**WORK REQUIRED**
Your response must be made up of each line in the data below that contains the string "wall".

**RECORDS SHOWN**
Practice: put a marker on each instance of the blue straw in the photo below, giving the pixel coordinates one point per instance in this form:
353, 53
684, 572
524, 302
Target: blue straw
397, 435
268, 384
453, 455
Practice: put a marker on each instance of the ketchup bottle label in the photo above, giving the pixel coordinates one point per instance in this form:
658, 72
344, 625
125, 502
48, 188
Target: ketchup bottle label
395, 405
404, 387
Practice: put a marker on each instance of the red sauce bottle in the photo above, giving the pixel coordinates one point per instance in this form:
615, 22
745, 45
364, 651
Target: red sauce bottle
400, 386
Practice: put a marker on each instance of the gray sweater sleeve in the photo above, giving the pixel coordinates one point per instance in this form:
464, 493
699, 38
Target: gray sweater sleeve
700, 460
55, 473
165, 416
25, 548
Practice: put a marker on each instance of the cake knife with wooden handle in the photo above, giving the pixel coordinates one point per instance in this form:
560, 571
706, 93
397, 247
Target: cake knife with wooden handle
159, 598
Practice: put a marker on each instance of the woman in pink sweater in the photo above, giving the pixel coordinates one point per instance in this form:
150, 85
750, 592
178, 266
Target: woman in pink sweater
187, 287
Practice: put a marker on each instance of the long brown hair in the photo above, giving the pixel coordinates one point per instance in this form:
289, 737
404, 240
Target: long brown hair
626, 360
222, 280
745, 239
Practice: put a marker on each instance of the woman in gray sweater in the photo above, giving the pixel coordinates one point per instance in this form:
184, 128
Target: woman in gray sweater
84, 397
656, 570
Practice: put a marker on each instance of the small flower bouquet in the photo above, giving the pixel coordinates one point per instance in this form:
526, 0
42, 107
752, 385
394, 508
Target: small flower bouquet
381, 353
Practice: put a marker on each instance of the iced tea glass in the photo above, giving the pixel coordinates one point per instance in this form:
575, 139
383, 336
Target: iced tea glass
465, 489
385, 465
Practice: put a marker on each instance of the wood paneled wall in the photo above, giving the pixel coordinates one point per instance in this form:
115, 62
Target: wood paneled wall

**ANSWER BOX**
Practice: put a marker on each instance of the wood paneled wall in the photo above, giving the pixel coordinates one point per instance in this form:
Target: wood paneled wall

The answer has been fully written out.